GOAL:
Copy everything in the data below exactly except the pictures.

[BEGIN DATA RECORDS]

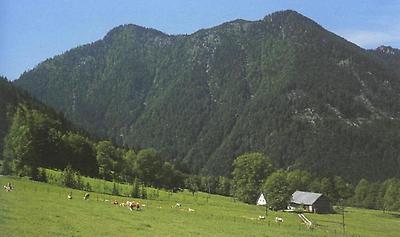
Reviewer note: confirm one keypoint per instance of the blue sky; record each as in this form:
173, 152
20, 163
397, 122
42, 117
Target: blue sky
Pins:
32, 31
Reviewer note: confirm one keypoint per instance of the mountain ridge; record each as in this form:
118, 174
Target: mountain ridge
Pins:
277, 85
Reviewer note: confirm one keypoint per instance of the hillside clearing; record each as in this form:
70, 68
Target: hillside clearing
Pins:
39, 209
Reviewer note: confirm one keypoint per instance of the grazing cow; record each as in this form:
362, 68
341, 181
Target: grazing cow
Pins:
133, 205
8, 187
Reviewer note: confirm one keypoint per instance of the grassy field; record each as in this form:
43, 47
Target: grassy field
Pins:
39, 209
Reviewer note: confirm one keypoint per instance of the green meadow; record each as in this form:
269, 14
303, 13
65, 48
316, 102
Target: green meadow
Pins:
42, 209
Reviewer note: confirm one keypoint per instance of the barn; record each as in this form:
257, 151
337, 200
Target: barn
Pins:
310, 202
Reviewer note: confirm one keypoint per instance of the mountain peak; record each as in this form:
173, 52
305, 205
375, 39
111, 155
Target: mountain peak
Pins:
131, 28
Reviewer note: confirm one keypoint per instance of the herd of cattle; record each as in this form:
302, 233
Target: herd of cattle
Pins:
133, 205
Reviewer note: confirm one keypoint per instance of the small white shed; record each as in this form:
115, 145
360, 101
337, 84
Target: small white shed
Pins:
261, 200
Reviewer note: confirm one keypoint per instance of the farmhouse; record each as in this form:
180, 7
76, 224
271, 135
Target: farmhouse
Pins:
310, 202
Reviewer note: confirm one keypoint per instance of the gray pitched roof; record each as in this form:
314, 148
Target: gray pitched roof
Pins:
306, 198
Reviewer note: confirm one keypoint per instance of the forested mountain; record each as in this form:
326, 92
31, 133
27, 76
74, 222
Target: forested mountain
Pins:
389, 56
10, 98
282, 85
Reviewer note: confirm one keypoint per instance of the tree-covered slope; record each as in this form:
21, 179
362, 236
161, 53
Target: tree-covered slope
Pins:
10, 98
282, 85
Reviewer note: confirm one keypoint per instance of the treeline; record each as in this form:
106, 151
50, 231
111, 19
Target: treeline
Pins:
36, 140
254, 173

[END DATA RECORDS]

OUTPUT OF THE TASK:
Reviewer note: confirm one keypoint per instance of the blue sky; record each as in this form:
173, 152
20, 163
397, 122
42, 117
Target: blue sky
Pins:
32, 31
Reviewer note: confirm one keypoint per instance of the mountain ridge; record each as in this form:
118, 174
Target: mountain ridge
Pins:
277, 85
Reviewer note: confirm one keypoint per instance of the hillside clearing; record each as in this form:
70, 68
Target: hillside clearing
Pins:
39, 209
Reviewer note: confirm one keypoint per instance of the grazing cow; record each as in this form:
362, 68
341, 181
Target: grazing cow
Pins:
133, 205
8, 187
Reviewer note: confirm one keypoint per instance of the grassy field; record each as in this form:
43, 47
Target: grassy field
Pins:
39, 209
Reviewer note: confirm one keypoint per instance of the green meadow; record each as in this form:
269, 14
303, 13
65, 48
316, 102
Target: green meadow
Pins:
42, 209
Reviewer note: confirm one keypoint per instance of the barn; record each as in this form:
257, 151
337, 200
Target: barn
Pins:
310, 202
Reviewer note: confirm one keypoint per instance of the mountain peak; record each as in this form:
173, 52
305, 205
375, 39
111, 155
Target: mountain peak
Pins:
131, 28
Reviewer note: confirm one keypoint per instance of the herd of cattle; record each as in this form:
302, 233
Target: herd of cattle
Pins:
133, 205
Reviewer note: confirm one keypoint per instance of the small white shed; record each as in this form:
115, 145
360, 101
337, 84
Target: small white shed
Pins:
261, 200
Reviewer note: confirm one keypoint per instance of the farmhouse; record each as in this form:
180, 7
76, 224
271, 135
Target: farmhouse
Pins:
310, 202
Reviewer note: confirm one keypoint per instance of the gray pitched roof; record each as in this form:
314, 148
Target: gray pitched roof
Pins:
306, 198
Reviewer note: confirm one keypoint per instance of the forested mountain; record each as in this form:
326, 92
31, 133
27, 76
74, 222
Target: forested mountain
Pins:
389, 56
10, 98
282, 85
Reviewer note: confirm one keypoint per instance of the tree-covered slope; record each as in this form:
21, 179
362, 236
161, 53
Target: tree-covered slope
Pins:
10, 98
282, 85
Reviewer note: confirm one keypoint per instance of the treeline; record each as in this form:
106, 151
50, 231
111, 19
Target: treeline
Pins:
36, 140
254, 173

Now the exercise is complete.